PROBLEM TO WORK ON:
Please output the lines below as a numbered list, leaving out any blank lines.

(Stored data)
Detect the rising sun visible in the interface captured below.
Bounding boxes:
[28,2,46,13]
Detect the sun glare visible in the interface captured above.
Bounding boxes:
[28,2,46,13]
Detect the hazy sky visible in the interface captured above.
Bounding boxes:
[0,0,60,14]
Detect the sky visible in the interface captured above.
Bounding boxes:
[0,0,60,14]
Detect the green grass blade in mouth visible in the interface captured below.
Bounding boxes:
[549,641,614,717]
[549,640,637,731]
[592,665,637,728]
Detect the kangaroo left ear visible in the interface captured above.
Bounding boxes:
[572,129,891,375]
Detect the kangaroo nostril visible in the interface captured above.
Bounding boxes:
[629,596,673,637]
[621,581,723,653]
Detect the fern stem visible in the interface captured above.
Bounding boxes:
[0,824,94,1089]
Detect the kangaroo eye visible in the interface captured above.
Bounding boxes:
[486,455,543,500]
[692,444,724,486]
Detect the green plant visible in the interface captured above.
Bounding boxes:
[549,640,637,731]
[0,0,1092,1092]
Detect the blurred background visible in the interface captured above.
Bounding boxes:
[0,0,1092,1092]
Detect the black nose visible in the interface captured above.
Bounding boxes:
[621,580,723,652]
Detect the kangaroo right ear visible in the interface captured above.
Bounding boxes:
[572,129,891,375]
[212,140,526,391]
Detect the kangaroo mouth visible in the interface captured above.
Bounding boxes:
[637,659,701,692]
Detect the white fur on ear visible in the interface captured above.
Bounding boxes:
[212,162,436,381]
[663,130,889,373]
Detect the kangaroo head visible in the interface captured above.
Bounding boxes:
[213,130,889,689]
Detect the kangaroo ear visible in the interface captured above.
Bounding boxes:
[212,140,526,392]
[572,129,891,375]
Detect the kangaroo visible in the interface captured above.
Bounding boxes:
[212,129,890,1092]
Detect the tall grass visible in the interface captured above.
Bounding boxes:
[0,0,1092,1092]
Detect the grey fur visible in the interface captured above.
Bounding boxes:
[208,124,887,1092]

WRITTEN RESPONSE:
1. Detect the rising sun visible in the interface captured below.
2. Bounding boxes:
3. [28,2,46,13]
4. Detect the sun glare visible in the interface captured above.
5. Bounding boxes:
6. [28,2,46,13]
7. Detect the hazy sky visible in the interface captured above.
8. Bounding boxes:
9. [0,0,60,14]
10. Detect the sky visible in the interface captured above.
11. Bounding boxes:
12. [0,0,60,14]
13. Detect the green grass blade in mouth visible in the interface captured below.
14. Bounding boxes:
15. [549,641,614,717]
16. [549,640,637,731]
17. [592,665,637,728]
18. Detect the kangaroo left ear visible in the interface captured above.
19. Bounding boxes:
20. [572,129,891,375]
21. Detect the kangaroo nostril visible in the interface captured above.
22. Bounding boxes:
23. [629,596,673,637]
24. [621,581,723,653]
25. Detect the fern stem visible in the interface captured above.
26. Bounding boxes:
27. [0,824,94,1089]
28. Detect the kangaroo eye visible in the interface captured above.
29. Bounding boxes:
30. [486,455,543,500]
31. [692,444,724,486]
32. Detect the green plant visible in the interface captured above.
33. Bounding boxes:
34. [549,640,637,731]
35. [0,0,1092,1092]
36. Detect the blurred background visible in the interface captured above.
37. Bounding boxes:
38. [0,0,1092,1092]
39. Detect the black nose visible in the interface captured above.
40. Bounding boxes:
41. [621,580,723,652]
42. Detect the kangaroo right ear visible in the interface captured above.
43. Bounding boxes:
44. [572,129,891,375]
45. [212,140,526,391]
46. Detect the kangaroo mouth visible in the interface captured above.
47. Bounding boxes:
48. [637,659,701,692]
49. Detect the white fur on ear visible in the interface captured above.
50. Bounding boxes:
51. [212,162,436,381]
52. [663,130,889,373]
53. Detect the kangaroo head visible in the interface captured above.
54. Bounding boxes:
55. [213,130,889,689]
56. Detect the kangaroo ear visible in the interface captured above.
57. Bounding boxes:
58. [212,140,526,392]
59. [572,129,891,375]
60. Detect the kangaroo visible in the interface captured above.
61. Bounding boxes:
62. [212,129,890,1092]
63. Detect the tall grass visible in the interface captured above.
64. Bounding boxes:
65. [0,0,1092,1092]
66. Detect the grey fur visible in the interface captured above.
67. Bounding boxes:
68. [208,124,887,1092]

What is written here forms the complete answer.